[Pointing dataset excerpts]
-- -- --

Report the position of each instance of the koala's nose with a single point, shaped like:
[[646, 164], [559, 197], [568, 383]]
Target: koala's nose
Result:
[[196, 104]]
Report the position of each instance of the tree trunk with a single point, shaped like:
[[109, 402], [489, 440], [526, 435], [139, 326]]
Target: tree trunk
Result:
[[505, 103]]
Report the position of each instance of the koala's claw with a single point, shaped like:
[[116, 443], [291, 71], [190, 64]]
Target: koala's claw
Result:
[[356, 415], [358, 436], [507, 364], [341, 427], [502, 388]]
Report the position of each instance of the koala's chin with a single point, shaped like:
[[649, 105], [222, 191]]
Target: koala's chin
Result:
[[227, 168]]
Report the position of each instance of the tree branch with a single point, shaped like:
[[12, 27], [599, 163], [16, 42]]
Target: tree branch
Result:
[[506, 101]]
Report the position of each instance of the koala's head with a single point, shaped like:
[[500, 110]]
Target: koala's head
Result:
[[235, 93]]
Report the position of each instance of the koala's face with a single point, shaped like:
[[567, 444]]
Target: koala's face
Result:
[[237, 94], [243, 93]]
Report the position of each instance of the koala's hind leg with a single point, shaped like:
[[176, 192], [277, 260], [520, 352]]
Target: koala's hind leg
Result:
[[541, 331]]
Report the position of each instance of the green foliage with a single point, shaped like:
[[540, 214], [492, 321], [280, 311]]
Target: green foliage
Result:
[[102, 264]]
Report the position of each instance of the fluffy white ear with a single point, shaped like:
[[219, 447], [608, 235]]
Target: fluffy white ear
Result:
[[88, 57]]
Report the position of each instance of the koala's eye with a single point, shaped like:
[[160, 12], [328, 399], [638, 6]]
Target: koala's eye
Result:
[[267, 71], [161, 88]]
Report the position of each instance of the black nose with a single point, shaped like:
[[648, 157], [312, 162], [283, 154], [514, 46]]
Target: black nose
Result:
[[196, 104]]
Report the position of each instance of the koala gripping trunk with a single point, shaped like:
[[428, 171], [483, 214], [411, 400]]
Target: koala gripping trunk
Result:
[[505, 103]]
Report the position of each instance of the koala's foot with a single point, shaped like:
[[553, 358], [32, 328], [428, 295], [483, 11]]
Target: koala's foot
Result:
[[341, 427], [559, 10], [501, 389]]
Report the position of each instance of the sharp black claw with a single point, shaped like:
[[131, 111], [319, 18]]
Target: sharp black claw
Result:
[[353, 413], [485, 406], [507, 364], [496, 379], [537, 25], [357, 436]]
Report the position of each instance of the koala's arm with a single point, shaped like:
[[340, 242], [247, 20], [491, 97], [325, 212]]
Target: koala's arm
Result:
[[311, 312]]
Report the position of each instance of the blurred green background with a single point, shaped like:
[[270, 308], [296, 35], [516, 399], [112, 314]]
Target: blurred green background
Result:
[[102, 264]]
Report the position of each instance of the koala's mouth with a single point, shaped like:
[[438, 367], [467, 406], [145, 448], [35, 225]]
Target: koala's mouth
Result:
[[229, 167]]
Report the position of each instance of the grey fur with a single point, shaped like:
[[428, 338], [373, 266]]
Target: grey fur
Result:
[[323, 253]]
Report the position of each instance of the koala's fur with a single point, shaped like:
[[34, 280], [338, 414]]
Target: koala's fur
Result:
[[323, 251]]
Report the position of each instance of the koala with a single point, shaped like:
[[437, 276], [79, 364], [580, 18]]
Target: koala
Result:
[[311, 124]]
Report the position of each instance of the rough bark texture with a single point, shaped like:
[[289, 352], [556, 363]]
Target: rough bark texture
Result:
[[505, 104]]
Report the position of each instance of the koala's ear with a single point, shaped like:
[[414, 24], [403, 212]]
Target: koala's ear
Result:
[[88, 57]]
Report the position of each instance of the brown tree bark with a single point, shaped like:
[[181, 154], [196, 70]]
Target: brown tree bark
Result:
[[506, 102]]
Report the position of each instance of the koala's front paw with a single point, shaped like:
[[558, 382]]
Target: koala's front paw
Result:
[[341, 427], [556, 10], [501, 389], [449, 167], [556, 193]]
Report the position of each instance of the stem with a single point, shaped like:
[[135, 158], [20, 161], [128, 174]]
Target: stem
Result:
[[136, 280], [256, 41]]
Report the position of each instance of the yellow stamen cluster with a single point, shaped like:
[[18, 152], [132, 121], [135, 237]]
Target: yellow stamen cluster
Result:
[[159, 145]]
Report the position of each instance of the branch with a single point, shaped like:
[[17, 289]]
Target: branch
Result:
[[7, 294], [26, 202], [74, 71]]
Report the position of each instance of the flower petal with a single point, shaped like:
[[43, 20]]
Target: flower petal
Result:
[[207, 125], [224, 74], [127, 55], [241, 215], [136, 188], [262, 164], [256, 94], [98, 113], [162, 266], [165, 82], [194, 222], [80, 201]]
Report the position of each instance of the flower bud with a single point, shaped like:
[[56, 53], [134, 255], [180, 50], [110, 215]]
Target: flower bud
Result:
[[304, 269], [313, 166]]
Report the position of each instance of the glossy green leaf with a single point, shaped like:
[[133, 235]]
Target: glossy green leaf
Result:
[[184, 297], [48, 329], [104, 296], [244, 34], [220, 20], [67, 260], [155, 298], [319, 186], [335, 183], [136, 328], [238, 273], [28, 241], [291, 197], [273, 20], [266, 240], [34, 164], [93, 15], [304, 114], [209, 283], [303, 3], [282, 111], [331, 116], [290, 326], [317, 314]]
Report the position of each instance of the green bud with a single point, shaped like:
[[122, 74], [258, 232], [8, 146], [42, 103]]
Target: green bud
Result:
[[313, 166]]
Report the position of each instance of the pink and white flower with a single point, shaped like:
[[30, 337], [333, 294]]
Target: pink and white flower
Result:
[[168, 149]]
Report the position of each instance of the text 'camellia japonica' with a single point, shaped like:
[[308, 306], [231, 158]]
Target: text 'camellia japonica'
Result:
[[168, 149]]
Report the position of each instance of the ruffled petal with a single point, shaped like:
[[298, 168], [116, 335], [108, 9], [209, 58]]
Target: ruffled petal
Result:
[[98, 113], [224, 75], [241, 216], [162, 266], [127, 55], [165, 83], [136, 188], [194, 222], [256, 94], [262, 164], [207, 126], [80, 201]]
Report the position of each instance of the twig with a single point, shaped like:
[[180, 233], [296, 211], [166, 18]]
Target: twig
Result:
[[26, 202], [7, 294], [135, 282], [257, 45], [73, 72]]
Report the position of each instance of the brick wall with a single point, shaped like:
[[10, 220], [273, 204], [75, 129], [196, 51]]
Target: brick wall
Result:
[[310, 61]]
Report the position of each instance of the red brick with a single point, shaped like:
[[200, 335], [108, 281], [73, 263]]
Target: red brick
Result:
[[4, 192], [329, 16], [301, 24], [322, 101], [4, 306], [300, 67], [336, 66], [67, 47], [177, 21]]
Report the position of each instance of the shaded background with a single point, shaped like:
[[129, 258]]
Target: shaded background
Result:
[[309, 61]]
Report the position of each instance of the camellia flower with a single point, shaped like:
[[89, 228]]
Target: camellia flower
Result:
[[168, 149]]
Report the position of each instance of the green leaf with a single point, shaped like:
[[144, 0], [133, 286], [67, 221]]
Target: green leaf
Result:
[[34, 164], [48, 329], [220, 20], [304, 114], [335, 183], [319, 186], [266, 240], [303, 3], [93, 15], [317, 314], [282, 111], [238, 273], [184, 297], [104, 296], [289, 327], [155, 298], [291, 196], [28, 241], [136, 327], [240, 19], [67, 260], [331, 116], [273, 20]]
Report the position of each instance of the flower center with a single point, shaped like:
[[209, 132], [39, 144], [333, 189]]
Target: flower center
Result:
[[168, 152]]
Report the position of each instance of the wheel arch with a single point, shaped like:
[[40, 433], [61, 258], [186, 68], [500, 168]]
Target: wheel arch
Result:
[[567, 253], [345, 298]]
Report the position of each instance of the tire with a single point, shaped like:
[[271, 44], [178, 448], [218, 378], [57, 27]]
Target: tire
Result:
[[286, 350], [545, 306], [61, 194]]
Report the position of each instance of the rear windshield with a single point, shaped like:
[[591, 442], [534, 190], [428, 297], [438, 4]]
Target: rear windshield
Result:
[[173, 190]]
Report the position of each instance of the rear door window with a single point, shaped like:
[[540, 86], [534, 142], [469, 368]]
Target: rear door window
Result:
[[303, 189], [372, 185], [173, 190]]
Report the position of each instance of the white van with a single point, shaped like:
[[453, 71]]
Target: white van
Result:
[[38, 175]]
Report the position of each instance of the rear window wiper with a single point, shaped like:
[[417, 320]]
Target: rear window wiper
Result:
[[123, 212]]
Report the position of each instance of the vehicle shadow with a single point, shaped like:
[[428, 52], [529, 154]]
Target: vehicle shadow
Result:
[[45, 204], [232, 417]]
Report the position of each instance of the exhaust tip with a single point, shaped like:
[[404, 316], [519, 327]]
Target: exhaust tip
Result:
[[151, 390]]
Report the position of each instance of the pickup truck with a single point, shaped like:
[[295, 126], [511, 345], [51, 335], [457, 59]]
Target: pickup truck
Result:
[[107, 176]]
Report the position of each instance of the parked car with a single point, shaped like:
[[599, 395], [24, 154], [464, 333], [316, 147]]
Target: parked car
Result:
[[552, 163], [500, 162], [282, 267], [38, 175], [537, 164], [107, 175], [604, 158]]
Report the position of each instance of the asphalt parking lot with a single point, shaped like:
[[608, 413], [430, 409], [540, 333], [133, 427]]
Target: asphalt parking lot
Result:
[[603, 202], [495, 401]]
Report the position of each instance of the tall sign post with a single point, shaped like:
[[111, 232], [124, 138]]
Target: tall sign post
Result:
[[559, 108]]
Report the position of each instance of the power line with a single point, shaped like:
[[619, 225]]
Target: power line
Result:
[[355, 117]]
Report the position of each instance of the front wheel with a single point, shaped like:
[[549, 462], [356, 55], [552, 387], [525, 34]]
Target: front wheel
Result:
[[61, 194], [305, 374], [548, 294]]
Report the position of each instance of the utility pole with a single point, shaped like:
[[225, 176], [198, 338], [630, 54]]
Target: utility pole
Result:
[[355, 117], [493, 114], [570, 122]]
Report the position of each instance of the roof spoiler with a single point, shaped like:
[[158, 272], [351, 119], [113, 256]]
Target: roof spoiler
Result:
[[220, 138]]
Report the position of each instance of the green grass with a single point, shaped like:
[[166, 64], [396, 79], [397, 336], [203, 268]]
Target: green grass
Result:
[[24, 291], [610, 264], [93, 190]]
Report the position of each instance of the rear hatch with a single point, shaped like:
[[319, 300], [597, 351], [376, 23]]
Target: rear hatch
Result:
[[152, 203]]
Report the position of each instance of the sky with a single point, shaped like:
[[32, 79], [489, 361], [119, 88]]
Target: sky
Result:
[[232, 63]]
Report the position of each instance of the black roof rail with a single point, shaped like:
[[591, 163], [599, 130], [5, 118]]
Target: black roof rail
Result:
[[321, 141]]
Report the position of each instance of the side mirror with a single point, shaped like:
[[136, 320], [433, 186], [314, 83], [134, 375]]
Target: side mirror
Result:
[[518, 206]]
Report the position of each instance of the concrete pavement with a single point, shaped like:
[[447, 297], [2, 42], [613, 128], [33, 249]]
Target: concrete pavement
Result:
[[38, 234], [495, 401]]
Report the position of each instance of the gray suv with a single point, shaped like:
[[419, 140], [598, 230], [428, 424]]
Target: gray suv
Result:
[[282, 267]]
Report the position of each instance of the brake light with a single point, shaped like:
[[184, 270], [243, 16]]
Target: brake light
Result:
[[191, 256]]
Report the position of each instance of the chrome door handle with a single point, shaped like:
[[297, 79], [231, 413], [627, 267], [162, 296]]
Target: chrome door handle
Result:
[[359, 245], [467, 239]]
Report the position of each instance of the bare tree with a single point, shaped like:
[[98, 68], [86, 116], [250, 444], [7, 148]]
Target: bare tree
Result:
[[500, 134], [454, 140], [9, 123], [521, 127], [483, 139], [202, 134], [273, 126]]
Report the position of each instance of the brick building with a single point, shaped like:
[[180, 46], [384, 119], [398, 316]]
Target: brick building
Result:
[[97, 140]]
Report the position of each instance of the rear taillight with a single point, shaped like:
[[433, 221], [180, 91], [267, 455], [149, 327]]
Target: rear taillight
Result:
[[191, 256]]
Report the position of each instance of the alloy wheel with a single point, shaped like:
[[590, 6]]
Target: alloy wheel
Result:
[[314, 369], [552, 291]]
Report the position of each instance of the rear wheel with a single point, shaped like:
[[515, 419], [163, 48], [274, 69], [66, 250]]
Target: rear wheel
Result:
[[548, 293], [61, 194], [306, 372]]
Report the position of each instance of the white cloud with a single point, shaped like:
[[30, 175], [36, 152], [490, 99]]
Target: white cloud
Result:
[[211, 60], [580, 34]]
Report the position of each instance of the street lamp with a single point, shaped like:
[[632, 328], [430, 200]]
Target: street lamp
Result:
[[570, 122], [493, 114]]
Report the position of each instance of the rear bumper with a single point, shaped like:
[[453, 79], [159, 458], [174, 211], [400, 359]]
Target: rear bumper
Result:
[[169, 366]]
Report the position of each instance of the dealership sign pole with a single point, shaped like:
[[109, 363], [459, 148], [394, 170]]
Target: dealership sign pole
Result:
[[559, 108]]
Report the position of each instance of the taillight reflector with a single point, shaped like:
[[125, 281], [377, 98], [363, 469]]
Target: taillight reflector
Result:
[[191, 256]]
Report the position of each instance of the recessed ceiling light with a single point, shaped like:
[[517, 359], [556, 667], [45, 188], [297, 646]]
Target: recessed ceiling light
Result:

-- -- --

## Short exercise
Reproduce the listing from the line containing "Report the position of each instance of the koala's ear" through the line containing "222], [80, 201]]", keeping every request line intact but offsetting each answer coordinate by 125.

## Full response
Report the position of each instance of the koala's ear with a single point, shaped like:
[[414, 24], [403, 212]]
Target: koala's ear
Result:
[[213, 182]]
Report the position of each instance of the brown tree bark with a single point, shaped like:
[[181, 154], [196, 70]]
Target: brown tree bark
Result:
[[631, 227]]
Report the position of each instance of the koala's front paw with a single point, shaped like:
[[558, 382]]
Target: koala's front paw
Result:
[[466, 552], [681, 135], [626, 514], [574, 292], [681, 318]]
Report the position of each instance of the stem with a single point, shaped like:
[[135, 158], [20, 161], [128, 174]]
Target: stem
Result:
[[261, 405], [381, 166]]
Report the position of each instance of the yellow stamen cluster with a single point, shaped like:
[[18, 152], [132, 121], [135, 237]]
Target: yellow stamen cluster
Result:
[[284, 270]]
Report the position of each instance of the branch with a single point, shaped like:
[[17, 289]]
Target: branch
Result:
[[132, 419], [151, 327], [199, 196]]
Report the position of each instance of the flower petal with a single point, shaped like:
[[43, 20]]
Target: flower petal
Result:
[[332, 250], [349, 199], [252, 180], [366, 340], [261, 313], [387, 289], [381, 219], [223, 238], [287, 391], [290, 207], [319, 347], [205, 326]]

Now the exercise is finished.